- **Short exercise**
Exactly the lines from the one containing "In the photograph above, where can the cow ear" through the final line of the listing are to be retyped, and nothing more.

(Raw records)
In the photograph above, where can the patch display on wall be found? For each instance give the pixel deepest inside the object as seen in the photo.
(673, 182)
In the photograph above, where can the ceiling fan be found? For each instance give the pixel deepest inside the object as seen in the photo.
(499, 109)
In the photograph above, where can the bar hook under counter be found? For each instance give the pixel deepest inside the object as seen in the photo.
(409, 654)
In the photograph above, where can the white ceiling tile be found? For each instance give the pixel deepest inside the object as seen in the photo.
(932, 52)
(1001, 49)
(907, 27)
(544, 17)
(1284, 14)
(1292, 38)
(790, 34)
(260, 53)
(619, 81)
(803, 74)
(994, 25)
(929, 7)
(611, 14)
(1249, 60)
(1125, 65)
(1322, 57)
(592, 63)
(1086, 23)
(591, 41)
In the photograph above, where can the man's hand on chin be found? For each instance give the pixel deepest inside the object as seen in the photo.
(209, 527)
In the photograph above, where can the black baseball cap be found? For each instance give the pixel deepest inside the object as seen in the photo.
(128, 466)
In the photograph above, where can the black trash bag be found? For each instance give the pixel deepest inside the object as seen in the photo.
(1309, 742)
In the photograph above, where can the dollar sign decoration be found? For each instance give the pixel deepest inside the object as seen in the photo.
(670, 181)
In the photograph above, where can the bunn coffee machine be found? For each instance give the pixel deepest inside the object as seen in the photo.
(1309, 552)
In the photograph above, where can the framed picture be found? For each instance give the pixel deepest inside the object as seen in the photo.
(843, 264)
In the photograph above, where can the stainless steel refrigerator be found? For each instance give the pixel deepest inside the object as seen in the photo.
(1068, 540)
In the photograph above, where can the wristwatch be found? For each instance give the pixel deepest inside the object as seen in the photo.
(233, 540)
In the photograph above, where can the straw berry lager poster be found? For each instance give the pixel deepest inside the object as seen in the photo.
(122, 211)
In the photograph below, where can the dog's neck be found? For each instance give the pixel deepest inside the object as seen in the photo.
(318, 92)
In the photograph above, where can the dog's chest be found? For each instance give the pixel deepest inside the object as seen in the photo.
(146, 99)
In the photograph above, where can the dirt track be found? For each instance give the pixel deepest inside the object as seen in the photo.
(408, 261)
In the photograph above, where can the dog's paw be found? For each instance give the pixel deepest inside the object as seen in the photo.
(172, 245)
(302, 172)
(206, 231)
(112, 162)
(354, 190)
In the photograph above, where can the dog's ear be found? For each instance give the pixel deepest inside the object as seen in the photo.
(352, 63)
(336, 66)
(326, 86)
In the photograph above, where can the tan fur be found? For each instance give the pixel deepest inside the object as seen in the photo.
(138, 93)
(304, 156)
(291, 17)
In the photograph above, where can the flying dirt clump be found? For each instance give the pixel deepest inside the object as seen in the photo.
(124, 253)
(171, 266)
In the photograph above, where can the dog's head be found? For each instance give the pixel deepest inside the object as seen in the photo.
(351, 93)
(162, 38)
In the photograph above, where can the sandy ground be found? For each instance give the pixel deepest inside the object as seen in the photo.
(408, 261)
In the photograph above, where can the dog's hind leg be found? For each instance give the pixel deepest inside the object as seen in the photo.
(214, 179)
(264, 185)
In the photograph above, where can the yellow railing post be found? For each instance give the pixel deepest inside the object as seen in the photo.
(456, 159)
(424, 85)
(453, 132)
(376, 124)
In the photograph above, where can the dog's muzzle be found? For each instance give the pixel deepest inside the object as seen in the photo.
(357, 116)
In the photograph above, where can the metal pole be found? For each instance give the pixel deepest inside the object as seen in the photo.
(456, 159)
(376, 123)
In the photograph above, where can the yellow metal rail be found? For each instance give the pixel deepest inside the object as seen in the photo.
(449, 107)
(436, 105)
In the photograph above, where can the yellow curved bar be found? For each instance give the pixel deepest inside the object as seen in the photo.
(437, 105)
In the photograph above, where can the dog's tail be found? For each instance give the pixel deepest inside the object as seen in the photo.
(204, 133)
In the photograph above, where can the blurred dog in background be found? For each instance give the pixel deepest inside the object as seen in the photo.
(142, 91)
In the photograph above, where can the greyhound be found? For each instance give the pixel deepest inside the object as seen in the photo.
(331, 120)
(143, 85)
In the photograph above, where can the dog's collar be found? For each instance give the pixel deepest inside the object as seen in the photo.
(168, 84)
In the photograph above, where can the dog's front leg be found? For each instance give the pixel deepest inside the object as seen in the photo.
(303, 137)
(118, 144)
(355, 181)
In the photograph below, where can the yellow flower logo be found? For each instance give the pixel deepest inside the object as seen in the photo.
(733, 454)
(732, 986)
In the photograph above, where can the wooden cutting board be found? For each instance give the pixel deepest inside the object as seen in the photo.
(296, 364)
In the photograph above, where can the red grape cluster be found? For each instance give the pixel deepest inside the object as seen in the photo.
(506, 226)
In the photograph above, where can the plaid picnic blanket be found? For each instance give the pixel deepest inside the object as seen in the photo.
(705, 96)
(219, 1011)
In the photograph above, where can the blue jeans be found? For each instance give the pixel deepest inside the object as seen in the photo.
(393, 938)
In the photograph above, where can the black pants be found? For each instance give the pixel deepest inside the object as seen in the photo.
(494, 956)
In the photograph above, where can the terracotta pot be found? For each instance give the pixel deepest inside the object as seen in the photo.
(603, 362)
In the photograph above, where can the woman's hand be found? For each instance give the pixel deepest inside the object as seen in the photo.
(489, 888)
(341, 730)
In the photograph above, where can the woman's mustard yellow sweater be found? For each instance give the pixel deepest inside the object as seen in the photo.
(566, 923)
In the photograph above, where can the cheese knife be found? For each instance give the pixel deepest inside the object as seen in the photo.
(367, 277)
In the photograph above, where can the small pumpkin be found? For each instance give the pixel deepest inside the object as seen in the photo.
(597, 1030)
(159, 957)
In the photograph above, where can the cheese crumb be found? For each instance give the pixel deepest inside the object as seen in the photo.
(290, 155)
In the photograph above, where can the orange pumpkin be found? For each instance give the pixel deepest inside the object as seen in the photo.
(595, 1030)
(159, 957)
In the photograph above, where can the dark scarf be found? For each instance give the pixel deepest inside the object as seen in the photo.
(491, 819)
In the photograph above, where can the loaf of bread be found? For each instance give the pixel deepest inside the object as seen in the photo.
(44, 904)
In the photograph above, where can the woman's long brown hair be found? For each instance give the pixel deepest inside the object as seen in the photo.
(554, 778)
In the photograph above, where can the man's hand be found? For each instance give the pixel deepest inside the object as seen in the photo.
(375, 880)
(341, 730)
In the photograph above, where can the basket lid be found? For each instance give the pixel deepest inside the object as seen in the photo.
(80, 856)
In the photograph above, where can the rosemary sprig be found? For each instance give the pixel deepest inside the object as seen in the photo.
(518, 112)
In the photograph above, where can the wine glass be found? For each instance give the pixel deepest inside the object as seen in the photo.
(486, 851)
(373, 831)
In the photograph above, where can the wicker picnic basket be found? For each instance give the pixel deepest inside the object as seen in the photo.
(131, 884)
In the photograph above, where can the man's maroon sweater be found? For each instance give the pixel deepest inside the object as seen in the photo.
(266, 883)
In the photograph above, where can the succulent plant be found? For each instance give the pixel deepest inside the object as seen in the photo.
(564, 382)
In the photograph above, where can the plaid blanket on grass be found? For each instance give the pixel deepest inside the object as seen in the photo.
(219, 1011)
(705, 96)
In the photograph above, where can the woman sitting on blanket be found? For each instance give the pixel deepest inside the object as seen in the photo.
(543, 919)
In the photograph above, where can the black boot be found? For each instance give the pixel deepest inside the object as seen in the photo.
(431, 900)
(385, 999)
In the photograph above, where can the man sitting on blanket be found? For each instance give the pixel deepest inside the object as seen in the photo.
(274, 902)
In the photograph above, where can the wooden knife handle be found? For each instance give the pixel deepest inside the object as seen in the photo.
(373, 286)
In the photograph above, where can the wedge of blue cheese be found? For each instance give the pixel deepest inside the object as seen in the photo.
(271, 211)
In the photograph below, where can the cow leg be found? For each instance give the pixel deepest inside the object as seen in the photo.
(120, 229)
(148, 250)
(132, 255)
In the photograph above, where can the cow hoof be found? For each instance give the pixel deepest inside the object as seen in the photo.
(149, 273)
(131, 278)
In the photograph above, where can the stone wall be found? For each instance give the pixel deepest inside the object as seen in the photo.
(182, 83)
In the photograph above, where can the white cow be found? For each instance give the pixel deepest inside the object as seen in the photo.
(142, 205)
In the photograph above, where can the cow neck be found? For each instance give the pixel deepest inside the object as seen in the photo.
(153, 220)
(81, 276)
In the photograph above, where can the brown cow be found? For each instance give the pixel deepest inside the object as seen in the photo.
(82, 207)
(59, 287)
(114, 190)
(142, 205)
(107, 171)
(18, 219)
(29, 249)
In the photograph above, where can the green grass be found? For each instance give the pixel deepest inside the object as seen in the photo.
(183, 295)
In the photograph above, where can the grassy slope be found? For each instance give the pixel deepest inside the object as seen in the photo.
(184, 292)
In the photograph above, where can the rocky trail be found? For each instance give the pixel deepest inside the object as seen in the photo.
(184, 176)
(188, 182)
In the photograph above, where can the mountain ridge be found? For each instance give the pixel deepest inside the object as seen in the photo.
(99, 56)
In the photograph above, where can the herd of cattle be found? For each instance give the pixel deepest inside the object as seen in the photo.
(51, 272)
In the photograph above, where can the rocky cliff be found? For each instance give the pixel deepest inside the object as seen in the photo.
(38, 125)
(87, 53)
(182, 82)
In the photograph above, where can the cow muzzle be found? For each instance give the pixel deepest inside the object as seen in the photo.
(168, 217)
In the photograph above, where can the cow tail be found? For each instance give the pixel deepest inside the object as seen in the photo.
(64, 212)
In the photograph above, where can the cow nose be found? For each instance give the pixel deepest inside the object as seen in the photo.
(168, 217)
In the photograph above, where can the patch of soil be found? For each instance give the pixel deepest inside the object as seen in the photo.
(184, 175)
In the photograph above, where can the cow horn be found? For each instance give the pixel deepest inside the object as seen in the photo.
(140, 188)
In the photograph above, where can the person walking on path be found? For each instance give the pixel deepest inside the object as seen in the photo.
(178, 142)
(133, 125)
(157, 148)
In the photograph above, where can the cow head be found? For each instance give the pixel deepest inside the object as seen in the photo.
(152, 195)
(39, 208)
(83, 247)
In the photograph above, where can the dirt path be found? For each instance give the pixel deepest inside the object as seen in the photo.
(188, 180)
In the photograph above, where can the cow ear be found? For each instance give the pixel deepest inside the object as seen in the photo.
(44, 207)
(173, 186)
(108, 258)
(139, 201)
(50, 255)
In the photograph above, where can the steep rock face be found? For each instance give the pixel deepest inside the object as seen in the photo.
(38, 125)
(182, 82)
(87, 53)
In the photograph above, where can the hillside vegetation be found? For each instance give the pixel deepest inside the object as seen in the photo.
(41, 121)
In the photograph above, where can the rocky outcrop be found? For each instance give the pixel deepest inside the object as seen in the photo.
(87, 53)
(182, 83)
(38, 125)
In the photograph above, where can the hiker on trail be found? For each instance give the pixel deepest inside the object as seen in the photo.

- **Result of the task**
In the photograph above, where can the cow ear be found? For each instance give the pixel deepest inside the object as seen in the photo.
(44, 207)
(173, 186)
(108, 258)
(139, 201)
(50, 255)
In the photograph above, where can the steep rock face be found? For each instance give the pixel deepest inside the object as seen in the photo.
(38, 125)
(182, 82)
(87, 53)
In the photograph above, where can the hillside vegetation be found? For each instance give the pixel deepest inside the object as seen in the photo.
(41, 121)
In the photograph above, where can the rocky outcrop be found? For each instance give the pixel deepest inside the object as seen in the photo.
(87, 53)
(182, 83)
(38, 125)
In the photograph above, where can the hiker on trail be found? For each instance give the pixel deepest inside the object as seen in the photo.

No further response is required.